Excerpts from a detection dataset:
○ ○ ○
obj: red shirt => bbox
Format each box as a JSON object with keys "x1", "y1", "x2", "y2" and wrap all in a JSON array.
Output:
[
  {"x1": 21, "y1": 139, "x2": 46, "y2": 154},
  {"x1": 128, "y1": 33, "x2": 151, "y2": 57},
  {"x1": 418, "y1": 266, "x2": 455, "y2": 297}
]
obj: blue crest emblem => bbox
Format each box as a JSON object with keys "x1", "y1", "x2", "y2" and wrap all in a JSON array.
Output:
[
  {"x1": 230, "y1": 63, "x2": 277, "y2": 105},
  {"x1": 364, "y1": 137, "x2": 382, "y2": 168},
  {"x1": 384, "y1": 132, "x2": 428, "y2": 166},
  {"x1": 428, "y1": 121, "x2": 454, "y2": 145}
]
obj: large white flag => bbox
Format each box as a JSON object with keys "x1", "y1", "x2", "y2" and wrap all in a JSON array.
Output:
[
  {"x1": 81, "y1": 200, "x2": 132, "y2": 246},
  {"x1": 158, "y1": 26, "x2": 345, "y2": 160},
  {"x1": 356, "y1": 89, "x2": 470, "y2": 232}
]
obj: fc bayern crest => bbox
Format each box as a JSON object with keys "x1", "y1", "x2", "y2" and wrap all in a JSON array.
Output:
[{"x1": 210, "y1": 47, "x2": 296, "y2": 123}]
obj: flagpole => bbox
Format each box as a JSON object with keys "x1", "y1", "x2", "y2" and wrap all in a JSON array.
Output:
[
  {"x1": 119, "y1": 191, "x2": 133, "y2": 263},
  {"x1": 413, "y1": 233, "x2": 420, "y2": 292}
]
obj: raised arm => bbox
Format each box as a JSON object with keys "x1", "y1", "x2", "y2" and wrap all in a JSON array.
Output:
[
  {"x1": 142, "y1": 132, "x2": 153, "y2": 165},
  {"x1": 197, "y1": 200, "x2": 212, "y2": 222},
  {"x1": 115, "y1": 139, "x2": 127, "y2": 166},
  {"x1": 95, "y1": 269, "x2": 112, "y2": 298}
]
○ ○ ○
▶ _WHAT IS EXPECTED_: Report each line of the listing above that contains the string "bbox", copying every such line in full.

▶ _WORKED ANSWER_:
obj: red shirt => bbox
obj: blue crest emblem => bbox
obj: large white flag => bbox
obj: fc bayern crest => bbox
obj: flagpole => bbox
obj: raised arm => bbox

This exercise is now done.